_Exercice écrit_
Extrayez du listing ci-dessous, sans aucune modification, les lignes qui vont de celle contenant « fan light in » jusqu'à la fin du listing, bornes incluses.

[Relevés de pointage]
____

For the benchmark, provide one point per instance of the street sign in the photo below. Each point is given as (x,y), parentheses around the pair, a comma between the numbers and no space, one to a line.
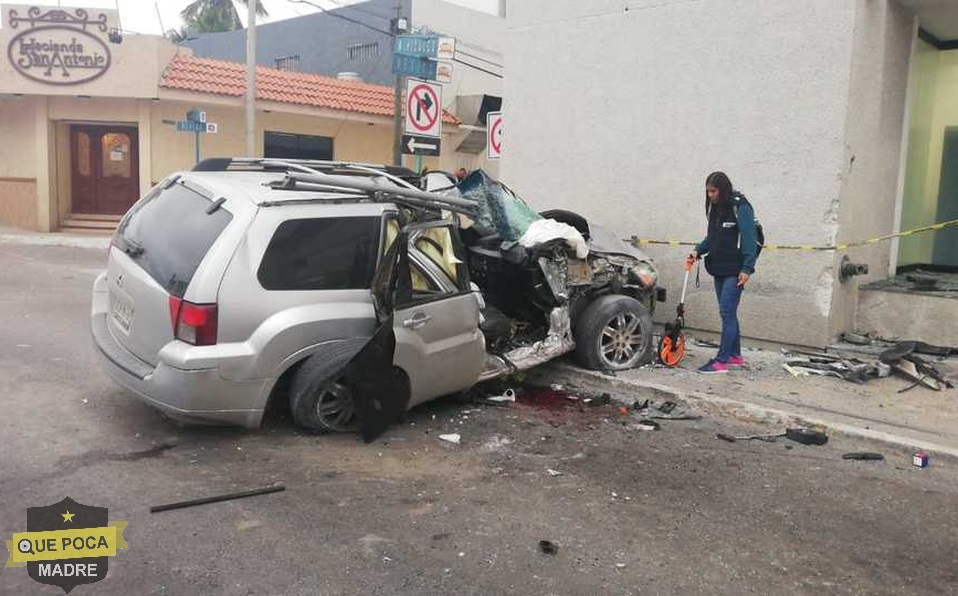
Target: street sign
(190,126)
(424,57)
(446,49)
(423,109)
(494,135)
(443,72)
(414,66)
(418,145)
(423,46)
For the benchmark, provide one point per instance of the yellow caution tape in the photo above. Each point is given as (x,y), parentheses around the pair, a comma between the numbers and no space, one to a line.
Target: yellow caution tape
(640,242)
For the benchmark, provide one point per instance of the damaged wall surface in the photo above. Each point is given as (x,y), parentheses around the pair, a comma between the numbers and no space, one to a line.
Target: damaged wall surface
(884,35)
(653,95)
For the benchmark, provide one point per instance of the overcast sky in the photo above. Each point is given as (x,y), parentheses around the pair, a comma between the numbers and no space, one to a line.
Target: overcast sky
(145,16)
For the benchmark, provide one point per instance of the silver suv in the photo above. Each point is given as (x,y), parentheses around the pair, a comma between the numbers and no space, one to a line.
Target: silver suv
(354,291)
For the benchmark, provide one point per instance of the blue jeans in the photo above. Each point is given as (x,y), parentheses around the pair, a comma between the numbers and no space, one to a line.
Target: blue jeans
(729,295)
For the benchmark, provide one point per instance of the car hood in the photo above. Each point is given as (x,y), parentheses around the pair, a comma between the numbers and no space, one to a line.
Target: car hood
(604,241)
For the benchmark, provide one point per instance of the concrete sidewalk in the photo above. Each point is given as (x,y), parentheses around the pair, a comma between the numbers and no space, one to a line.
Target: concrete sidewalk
(765,392)
(10,235)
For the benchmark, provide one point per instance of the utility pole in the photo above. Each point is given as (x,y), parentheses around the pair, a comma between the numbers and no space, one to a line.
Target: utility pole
(251,79)
(399,25)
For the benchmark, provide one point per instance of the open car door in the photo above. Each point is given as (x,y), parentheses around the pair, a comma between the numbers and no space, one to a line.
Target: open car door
(380,392)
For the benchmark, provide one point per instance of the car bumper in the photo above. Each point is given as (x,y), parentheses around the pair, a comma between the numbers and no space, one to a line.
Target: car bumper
(199,396)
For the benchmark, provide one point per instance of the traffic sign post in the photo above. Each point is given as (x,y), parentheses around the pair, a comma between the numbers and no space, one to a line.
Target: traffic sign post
(195,123)
(427,57)
(494,135)
(418,145)
(423,109)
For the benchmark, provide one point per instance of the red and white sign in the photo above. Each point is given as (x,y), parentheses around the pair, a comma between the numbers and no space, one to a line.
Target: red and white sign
(423,109)
(494,135)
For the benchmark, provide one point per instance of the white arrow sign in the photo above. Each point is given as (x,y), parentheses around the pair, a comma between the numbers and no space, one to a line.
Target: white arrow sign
(413,145)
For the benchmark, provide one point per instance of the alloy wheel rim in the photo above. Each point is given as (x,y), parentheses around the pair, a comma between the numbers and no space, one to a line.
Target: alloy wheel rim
(335,406)
(621,340)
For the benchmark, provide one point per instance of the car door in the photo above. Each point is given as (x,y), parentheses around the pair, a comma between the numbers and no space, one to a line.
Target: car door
(436,320)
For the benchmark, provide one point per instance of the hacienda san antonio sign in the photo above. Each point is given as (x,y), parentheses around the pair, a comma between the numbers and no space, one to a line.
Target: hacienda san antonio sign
(59,46)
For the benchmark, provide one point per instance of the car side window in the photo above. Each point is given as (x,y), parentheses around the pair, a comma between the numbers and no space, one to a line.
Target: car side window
(330,253)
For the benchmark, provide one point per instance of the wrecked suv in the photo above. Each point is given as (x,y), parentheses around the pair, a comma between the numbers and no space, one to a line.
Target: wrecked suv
(355,292)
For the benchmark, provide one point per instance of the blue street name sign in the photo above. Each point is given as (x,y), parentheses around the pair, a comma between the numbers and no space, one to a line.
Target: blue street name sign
(417,45)
(189,126)
(415,66)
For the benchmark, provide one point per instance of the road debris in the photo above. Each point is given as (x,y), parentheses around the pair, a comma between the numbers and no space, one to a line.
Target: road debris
(548,547)
(900,357)
(508,396)
(864,456)
(275,488)
(805,436)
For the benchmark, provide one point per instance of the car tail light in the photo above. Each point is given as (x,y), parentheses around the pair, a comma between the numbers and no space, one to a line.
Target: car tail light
(193,323)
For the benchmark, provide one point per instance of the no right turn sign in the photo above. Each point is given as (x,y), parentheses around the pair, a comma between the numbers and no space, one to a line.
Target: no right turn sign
(494,135)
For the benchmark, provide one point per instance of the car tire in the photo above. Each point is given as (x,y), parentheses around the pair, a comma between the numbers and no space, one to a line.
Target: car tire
(614,333)
(319,397)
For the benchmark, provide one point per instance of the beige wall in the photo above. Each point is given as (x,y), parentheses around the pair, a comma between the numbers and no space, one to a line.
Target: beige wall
(135,70)
(355,138)
(17,140)
(865,208)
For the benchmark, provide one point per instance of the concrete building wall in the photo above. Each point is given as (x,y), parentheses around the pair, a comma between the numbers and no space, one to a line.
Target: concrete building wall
(18,166)
(883,39)
(620,110)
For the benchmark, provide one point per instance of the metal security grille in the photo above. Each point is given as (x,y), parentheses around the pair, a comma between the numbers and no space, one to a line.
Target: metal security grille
(363,51)
(290,63)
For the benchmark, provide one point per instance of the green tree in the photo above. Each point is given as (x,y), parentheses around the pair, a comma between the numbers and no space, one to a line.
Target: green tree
(211,16)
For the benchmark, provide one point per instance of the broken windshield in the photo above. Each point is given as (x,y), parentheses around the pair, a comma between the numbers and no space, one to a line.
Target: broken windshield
(500,211)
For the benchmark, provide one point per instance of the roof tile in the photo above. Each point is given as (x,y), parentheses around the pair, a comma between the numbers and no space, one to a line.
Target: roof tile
(219,77)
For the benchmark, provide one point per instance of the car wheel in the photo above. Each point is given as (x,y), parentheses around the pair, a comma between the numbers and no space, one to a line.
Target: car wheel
(320,398)
(614,333)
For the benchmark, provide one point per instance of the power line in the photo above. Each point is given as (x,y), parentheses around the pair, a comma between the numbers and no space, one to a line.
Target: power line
(389,34)
(362,10)
(343,17)
(473,66)
(490,62)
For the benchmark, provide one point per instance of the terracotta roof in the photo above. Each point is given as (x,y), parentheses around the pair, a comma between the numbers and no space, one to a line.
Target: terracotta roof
(219,77)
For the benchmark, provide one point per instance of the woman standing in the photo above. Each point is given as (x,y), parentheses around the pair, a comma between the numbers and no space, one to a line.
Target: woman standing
(730,249)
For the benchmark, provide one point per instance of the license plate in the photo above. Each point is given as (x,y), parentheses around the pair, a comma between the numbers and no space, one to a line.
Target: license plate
(122,311)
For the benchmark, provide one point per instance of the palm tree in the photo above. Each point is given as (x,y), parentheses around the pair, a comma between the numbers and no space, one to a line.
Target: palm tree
(210,16)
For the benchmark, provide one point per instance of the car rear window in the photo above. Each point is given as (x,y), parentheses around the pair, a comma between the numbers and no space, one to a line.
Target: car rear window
(330,253)
(169,233)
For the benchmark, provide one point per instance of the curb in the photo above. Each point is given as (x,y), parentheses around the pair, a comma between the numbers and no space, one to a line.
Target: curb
(65,240)
(592,380)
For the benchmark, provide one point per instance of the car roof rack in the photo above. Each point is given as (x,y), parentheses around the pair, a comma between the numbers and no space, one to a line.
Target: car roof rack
(312,175)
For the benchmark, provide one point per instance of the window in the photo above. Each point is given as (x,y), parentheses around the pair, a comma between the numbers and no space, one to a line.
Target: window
(169,232)
(331,253)
(289,63)
(293,146)
(363,52)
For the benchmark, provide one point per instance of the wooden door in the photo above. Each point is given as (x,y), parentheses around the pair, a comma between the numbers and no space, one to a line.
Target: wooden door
(105,168)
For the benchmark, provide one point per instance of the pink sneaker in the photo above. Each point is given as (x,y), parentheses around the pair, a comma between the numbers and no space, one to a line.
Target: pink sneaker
(713,367)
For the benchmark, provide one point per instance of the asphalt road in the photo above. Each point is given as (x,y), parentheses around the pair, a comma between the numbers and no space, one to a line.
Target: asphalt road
(631,511)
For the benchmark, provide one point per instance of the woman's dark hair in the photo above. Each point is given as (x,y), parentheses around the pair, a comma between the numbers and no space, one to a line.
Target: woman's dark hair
(720,181)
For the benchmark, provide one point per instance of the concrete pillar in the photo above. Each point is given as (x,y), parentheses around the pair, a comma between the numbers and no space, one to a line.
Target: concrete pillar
(144,110)
(44,157)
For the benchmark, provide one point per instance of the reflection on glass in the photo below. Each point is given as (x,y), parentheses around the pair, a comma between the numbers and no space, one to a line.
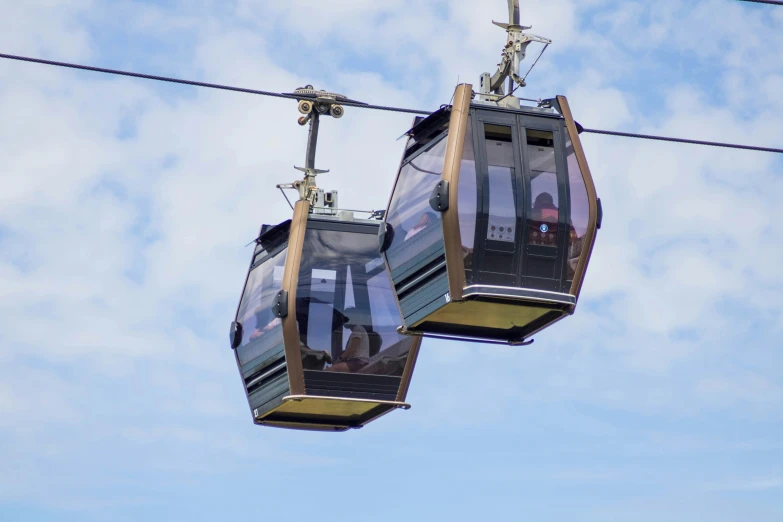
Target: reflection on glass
(261,329)
(543,196)
(501,225)
(346,312)
(580,209)
(468,199)
(416,226)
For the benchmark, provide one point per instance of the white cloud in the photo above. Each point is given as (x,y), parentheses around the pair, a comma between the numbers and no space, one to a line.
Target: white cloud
(125,207)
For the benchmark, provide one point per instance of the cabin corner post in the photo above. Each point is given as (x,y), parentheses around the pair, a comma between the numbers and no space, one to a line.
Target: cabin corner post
(458,125)
(407,375)
(592,198)
(293,355)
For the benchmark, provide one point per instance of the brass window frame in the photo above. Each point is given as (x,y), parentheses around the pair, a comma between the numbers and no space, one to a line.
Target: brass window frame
(592,198)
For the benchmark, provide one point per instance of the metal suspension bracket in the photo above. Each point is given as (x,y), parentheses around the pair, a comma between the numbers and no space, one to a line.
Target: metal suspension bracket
(313,104)
(492,88)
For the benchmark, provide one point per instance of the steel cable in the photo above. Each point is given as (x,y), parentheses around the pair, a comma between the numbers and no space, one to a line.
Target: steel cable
(364,105)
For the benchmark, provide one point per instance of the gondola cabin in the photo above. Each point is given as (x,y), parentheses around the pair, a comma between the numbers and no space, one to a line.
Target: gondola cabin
(315,334)
(492,220)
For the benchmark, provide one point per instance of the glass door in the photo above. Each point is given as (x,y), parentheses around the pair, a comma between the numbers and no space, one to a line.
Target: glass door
(498,227)
(546,204)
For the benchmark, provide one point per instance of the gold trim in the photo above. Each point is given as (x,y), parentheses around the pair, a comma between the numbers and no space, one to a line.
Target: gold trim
(455,265)
(407,373)
(592,198)
(293,355)
(301,398)
(383,224)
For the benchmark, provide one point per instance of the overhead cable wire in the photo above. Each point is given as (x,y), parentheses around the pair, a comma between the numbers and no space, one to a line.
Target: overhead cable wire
(683,140)
(770,2)
(360,105)
(197,84)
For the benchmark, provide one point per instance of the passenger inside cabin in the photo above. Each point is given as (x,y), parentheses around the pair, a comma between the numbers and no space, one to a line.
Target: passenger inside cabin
(357,350)
(544,208)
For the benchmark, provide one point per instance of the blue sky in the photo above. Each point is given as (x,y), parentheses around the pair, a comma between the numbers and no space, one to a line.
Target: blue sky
(126,205)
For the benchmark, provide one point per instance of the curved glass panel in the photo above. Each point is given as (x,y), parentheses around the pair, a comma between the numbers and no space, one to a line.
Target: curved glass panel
(416,226)
(580,209)
(467,202)
(543,195)
(345,308)
(261,329)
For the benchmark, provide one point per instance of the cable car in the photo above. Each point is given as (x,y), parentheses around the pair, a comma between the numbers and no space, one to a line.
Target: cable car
(493,216)
(315,334)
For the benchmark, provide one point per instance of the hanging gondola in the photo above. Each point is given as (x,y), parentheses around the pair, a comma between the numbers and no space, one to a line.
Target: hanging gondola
(493,216)
(315,334)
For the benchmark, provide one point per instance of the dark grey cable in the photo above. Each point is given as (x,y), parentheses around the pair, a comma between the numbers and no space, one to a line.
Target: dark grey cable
(682,140)
(770,2)
(366,106)
(196,84)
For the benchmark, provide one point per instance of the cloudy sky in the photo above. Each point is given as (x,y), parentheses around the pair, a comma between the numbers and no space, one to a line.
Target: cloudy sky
(126,205)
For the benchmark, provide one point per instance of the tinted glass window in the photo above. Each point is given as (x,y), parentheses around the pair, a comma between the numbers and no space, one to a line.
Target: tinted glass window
(543,196)
(261,329)
(468,199)
(501,225)
(346,312)
(580,209)
(416,226)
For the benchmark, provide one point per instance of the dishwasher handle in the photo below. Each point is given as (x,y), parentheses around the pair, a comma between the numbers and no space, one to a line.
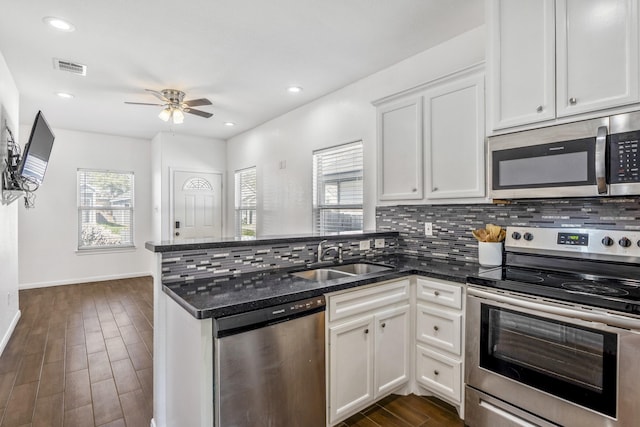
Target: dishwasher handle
(238,323)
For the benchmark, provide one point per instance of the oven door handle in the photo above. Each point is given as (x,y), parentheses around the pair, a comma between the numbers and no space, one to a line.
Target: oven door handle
(600,159)
(603,317)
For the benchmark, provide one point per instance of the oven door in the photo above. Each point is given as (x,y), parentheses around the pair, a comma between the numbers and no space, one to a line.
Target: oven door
(556,365)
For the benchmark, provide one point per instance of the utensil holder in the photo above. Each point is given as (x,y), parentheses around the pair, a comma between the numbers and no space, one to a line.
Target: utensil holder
(490,254)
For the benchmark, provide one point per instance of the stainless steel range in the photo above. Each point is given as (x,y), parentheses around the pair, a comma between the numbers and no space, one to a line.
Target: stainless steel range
(554,335)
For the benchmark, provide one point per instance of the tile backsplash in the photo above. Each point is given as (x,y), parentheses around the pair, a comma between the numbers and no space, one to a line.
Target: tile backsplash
(190,265)
(452,224)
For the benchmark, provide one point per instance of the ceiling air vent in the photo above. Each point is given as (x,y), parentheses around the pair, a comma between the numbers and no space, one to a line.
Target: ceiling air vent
(70,67)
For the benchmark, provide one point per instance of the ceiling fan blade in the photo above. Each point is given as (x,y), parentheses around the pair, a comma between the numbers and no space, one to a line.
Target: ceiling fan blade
(143,103)
(198,112)
(157,94)
(197,102)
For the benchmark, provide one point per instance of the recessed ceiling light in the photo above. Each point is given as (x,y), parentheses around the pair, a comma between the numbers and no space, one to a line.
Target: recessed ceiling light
(64,95)
(59,24)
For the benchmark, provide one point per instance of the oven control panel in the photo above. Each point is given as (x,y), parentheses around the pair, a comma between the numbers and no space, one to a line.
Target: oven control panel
(619,245)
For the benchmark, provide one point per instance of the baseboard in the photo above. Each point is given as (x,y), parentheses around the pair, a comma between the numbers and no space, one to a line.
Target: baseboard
(83,280)
(7,335)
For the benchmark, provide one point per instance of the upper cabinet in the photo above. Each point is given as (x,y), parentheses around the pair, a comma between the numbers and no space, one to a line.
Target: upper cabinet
(549,59)
(521,67)
(400,154)
(431,141)
(597,51)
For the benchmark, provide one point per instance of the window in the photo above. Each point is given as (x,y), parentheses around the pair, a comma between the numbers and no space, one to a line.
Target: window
(337,188)
(246,202)
(105,209)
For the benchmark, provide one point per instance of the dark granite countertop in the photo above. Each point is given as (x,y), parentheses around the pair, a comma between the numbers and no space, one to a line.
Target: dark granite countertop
(189,244)
(223,296)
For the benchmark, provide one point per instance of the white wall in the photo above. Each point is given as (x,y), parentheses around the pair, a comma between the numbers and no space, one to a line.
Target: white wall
(173,151)
(9,314)
(48,233)
(284,195)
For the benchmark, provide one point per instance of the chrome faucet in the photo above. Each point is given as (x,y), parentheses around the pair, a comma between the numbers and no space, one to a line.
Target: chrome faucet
(323,252)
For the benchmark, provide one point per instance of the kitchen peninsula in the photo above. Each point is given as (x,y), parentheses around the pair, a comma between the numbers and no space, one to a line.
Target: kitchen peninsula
(198,282)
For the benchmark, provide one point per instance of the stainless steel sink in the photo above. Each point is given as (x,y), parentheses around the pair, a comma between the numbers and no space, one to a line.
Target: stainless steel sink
(360,268)
(339,271)
(321,274)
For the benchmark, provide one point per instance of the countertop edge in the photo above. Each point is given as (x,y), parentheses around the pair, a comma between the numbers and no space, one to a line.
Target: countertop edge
(332,286)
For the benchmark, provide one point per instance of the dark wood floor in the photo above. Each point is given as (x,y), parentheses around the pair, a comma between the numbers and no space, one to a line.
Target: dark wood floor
(406,411)
(81,355)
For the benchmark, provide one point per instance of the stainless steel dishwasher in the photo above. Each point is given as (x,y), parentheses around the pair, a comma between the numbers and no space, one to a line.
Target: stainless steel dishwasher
(269,367)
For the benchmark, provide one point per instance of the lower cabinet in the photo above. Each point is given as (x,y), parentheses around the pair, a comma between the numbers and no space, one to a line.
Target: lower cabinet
(368,353)
(375,335)
(439,338)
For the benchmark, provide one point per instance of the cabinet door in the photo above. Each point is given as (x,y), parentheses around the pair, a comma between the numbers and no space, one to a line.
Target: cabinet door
(597,54)
(351,348)
(454,138)
(392,349)
(521,62)
(400,174)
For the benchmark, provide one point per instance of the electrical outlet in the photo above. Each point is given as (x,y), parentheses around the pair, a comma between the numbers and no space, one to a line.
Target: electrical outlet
(428,229)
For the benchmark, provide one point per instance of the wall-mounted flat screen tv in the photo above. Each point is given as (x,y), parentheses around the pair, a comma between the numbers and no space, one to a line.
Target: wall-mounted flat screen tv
(37,151)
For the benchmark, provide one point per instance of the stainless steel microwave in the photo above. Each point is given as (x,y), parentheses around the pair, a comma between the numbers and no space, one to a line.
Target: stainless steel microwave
(597,157)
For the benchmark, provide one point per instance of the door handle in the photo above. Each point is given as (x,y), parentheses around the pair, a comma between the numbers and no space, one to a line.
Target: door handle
(601,167)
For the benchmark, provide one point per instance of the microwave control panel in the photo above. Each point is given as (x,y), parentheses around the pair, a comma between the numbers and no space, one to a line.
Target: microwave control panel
(624,161)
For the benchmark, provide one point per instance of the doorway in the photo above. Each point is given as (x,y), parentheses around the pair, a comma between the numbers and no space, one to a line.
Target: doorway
(197,205)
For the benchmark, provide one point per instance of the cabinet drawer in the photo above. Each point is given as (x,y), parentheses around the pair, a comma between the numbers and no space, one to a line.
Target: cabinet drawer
(362,301)
(440,292)
(439,373)
(439,328)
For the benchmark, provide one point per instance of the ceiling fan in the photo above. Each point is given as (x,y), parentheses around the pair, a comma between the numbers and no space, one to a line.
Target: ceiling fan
(174,105)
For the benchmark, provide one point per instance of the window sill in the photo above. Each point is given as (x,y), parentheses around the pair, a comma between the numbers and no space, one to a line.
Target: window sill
(94,251)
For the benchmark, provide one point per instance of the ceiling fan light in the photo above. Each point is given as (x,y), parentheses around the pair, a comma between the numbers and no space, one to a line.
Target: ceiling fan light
(165,114)
(178,116)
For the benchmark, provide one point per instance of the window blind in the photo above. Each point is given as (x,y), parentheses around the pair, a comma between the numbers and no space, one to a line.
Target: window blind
(338,188)
(246,203)
(105,209)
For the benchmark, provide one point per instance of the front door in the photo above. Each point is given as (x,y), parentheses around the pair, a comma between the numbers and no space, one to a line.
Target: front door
(197,205)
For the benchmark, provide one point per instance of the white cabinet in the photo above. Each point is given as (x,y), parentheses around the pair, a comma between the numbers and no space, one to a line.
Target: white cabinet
(368,347)
(454,138)
(549,59)
(400,150)
(431,141)
(439,338)
(597,51)
(521,66)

____

_Sortie complète_
For the benchmark, provide one point per instance of the ceiling fan light in the photo above. Each point is given as (x,y), parentheses around the pair, a comma between the numbers and no space, one to a line.
Target: ceiling fan light
(165,114)
(178,116)
For the benchmark, provide one point per instance of the window blind in the photo above. Each point is given as (x,y), parentheses around the pair, a comma between the numbers and no space, one to a line.
Target: window blind
(338,188)
(246,203)
(105,209)
For the benchmark, provide one point per instance of the front door in the photo above. Each point is given as (x,y), parentheses around the pair, a comma between the numbers and no space, one to a line.
Target: front door
(197,205)
For the benchmark, provide one point per instance of the white cabinet in the photo above. Each point is given as (x,y), parentheses around the pair, a comma between the numbers and no space, one to a line.
Target: white cabinet
(368,347)
(454,138)
(549,59)
(400,150)
(431,141)
(439,338)
(597,51)
(521,66)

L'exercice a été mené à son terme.